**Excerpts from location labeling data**
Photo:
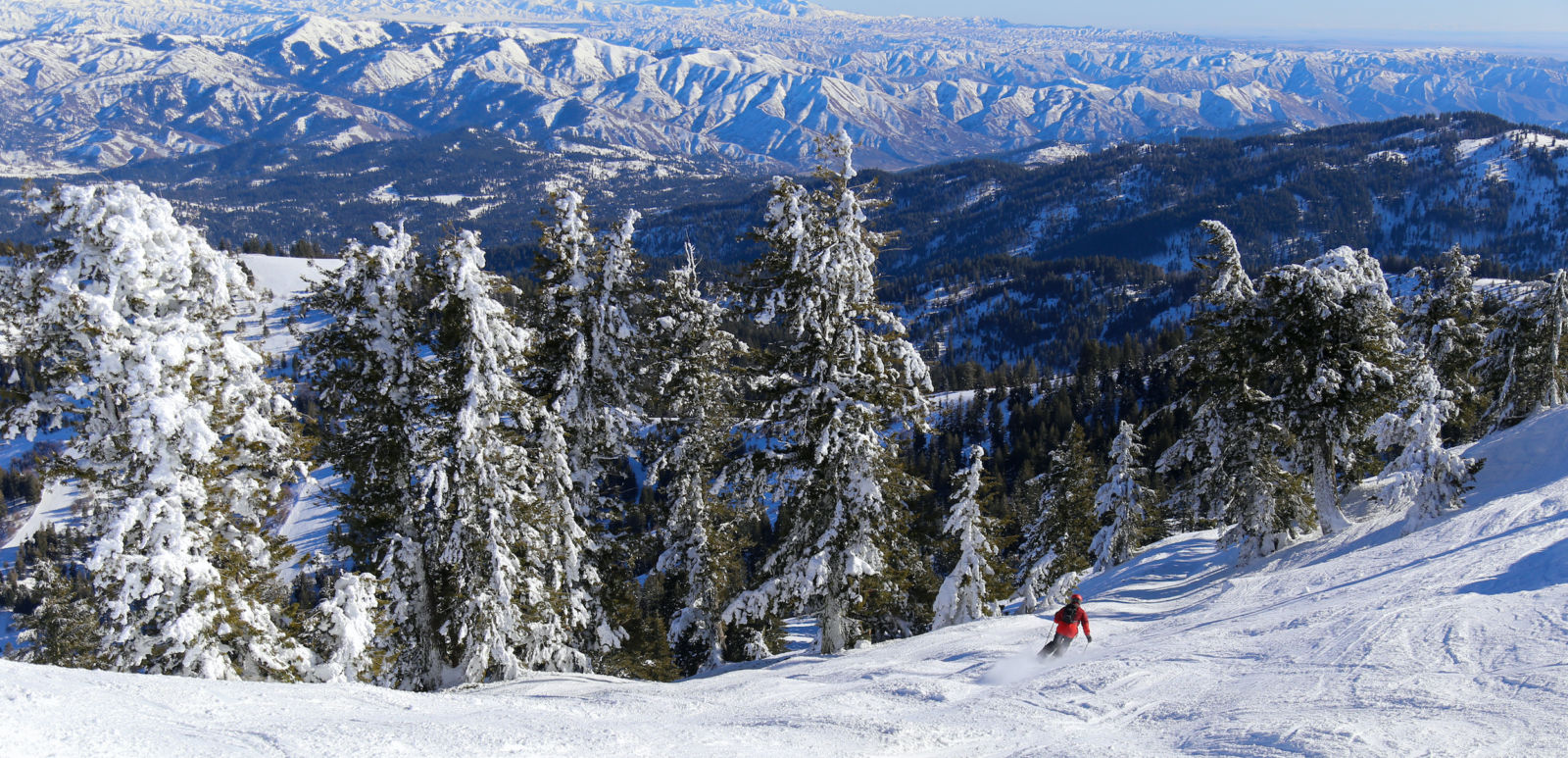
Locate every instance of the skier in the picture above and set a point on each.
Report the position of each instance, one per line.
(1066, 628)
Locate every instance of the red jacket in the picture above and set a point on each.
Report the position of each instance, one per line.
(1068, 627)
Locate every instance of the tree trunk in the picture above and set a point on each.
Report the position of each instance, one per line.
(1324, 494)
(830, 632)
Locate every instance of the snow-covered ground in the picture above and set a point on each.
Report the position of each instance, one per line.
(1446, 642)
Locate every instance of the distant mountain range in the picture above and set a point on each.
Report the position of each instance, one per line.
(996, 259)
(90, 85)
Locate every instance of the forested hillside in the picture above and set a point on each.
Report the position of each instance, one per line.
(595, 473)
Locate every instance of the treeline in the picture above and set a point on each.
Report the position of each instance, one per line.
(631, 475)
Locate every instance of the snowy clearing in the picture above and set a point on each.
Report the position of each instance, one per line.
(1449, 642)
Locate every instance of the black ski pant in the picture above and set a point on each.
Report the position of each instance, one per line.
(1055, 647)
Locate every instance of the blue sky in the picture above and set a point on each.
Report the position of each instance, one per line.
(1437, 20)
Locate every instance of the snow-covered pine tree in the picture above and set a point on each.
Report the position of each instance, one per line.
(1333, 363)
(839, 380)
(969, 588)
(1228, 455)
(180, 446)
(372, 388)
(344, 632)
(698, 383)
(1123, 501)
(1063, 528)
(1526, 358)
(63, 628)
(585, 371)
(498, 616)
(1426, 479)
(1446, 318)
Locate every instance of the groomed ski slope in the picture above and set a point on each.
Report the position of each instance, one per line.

--

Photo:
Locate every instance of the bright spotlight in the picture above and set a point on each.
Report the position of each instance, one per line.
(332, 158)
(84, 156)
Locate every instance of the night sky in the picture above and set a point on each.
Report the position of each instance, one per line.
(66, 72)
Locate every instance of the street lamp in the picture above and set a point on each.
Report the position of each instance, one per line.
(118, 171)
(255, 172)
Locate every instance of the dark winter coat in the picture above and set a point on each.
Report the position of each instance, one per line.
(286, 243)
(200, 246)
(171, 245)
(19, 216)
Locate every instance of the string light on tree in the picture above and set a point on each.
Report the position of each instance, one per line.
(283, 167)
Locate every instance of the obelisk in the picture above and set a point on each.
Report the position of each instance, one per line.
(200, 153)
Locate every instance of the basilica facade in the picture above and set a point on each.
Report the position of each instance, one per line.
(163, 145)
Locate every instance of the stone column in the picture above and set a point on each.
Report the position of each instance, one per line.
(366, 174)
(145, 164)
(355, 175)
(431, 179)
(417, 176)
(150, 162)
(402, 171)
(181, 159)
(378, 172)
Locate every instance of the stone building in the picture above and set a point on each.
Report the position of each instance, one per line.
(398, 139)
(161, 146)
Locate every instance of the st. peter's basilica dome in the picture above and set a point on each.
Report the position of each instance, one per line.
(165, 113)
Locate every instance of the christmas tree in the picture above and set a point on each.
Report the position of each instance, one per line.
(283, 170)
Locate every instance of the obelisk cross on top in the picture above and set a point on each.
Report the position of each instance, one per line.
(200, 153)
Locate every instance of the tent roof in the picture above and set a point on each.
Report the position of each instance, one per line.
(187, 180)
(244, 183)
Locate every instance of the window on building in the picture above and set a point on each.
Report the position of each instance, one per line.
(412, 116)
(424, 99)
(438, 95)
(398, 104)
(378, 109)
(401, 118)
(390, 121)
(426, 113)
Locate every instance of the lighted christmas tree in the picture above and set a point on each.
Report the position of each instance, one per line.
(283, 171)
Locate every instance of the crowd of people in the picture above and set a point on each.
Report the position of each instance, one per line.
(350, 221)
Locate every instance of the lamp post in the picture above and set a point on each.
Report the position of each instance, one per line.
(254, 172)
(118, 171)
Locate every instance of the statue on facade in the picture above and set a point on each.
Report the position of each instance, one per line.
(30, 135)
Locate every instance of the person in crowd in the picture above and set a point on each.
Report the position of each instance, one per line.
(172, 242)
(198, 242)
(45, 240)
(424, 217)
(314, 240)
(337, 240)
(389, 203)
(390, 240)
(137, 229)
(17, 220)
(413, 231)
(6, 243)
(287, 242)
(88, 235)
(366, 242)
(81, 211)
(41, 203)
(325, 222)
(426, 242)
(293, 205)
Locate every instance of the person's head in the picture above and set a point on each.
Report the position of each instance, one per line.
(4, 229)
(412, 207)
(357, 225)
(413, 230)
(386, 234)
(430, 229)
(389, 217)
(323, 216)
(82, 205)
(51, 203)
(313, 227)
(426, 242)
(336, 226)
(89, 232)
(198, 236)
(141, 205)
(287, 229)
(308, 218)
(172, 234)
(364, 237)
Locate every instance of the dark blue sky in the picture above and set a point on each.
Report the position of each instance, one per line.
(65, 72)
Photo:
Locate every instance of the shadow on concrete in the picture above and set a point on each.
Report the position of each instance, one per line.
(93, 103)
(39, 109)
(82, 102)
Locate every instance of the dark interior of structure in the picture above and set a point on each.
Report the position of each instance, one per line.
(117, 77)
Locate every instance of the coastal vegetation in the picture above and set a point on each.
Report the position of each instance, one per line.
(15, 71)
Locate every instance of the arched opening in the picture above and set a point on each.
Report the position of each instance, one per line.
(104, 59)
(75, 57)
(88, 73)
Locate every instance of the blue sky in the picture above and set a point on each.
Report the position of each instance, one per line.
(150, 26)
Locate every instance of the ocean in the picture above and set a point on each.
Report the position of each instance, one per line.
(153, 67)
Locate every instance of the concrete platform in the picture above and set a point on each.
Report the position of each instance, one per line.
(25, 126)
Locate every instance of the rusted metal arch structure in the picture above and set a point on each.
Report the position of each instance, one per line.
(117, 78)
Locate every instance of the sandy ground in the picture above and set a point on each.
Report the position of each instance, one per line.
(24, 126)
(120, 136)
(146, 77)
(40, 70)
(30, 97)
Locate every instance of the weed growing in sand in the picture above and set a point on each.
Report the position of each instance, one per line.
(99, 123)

* * *

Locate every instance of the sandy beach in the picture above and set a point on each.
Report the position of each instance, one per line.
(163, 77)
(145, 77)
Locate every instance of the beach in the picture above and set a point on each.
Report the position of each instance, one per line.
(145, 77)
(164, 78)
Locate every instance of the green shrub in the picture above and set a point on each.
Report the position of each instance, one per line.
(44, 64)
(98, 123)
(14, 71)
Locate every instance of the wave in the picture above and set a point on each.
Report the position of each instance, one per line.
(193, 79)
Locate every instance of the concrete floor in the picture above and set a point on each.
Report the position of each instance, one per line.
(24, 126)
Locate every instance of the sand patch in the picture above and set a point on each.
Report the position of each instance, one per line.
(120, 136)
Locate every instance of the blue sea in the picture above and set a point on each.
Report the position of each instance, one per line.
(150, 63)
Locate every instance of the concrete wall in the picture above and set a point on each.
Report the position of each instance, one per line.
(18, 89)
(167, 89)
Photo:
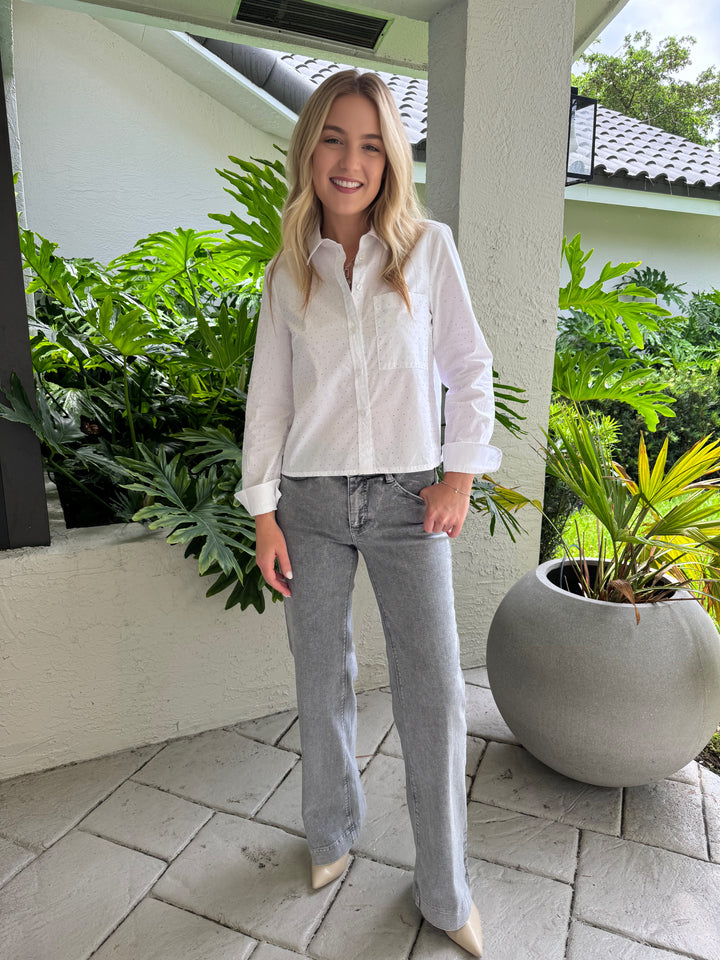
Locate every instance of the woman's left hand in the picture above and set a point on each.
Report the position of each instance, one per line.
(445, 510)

**Goal**
Which lines of the items above contain the string "lamp"? List each of them in full, and treat uppercase and lowercase as different.

**Worked solution**
Locate every instance of the street lamp in the picture above and set a point on each.
Locate every instance of the lamp post in the picture above and set a point on each.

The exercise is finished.